[Rows of box annotation data]
==============================

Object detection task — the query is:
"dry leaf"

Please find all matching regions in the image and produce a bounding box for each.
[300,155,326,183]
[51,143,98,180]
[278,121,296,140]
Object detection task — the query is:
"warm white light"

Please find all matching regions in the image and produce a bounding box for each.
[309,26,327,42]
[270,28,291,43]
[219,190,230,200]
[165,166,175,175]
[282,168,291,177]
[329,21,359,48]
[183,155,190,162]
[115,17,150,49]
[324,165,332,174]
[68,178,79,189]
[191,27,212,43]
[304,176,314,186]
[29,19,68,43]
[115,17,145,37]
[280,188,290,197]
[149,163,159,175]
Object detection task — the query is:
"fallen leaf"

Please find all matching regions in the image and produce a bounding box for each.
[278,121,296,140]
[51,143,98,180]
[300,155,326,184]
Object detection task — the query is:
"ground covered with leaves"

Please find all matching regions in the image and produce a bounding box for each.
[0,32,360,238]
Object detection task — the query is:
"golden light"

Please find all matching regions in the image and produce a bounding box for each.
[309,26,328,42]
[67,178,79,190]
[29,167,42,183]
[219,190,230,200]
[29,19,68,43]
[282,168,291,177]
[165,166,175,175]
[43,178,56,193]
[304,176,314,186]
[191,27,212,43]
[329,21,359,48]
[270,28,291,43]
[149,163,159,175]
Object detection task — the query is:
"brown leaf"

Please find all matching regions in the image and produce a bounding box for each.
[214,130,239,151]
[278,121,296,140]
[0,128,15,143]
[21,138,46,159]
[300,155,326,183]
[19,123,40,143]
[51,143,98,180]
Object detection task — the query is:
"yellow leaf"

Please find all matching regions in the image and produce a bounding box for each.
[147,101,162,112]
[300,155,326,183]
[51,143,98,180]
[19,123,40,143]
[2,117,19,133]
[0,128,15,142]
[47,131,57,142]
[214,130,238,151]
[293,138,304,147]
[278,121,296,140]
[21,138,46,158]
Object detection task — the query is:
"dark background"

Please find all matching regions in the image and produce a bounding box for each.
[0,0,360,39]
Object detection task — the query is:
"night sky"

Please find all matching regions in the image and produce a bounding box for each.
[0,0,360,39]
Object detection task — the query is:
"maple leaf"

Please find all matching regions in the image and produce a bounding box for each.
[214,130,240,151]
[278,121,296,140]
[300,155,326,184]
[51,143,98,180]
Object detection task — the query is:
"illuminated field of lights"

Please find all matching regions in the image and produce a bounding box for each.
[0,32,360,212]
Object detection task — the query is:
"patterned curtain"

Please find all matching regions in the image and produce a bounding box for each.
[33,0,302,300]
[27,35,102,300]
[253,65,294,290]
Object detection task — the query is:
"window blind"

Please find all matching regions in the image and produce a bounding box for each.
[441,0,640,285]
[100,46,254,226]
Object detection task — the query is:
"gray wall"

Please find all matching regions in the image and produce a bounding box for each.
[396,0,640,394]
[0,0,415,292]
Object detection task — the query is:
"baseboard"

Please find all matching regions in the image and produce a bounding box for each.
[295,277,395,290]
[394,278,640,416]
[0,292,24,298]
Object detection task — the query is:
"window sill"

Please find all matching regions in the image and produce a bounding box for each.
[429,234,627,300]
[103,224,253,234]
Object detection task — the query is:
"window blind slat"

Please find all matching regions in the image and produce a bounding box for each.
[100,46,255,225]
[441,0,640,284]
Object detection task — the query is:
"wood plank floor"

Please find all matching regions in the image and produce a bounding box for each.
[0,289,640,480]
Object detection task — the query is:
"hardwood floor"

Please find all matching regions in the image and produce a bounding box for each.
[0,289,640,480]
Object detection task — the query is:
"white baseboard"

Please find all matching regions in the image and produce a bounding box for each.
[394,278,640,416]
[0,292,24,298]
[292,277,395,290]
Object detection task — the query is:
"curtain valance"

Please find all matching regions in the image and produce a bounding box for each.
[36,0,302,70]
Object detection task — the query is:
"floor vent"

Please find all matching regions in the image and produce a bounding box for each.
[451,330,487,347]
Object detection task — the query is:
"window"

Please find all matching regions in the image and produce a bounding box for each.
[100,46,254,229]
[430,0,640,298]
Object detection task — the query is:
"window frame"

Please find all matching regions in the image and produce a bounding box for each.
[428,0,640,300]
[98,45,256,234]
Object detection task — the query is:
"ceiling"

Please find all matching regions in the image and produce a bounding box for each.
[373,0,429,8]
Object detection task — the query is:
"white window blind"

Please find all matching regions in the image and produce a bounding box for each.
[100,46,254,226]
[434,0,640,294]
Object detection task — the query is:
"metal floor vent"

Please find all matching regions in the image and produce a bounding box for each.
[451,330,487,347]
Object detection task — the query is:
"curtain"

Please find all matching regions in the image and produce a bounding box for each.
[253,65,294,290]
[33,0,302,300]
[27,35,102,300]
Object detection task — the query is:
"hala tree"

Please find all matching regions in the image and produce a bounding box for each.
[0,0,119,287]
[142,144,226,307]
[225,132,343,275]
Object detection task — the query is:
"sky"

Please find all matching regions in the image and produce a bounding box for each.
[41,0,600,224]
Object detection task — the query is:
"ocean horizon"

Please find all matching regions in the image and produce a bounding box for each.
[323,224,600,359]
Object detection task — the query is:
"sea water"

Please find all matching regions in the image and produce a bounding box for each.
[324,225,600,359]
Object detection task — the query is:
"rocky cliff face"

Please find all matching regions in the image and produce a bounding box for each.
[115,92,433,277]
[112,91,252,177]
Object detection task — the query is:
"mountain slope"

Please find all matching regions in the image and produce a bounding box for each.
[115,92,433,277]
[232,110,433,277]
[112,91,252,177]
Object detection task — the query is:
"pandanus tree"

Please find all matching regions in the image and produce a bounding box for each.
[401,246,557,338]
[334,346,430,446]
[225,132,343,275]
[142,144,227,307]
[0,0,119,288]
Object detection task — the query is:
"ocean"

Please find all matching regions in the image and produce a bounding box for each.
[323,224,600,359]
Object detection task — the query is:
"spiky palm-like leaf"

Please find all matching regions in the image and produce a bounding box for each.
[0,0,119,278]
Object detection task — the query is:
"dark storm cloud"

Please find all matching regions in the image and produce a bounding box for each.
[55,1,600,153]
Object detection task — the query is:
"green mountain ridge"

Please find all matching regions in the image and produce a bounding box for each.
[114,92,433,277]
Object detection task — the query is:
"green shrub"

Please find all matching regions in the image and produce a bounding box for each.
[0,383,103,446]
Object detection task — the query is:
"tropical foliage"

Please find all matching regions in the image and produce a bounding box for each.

==============================

• Task instructions:
Count the lines in the data above that contain the word "white" and reply with the number alone.

• Answer to the problem:
3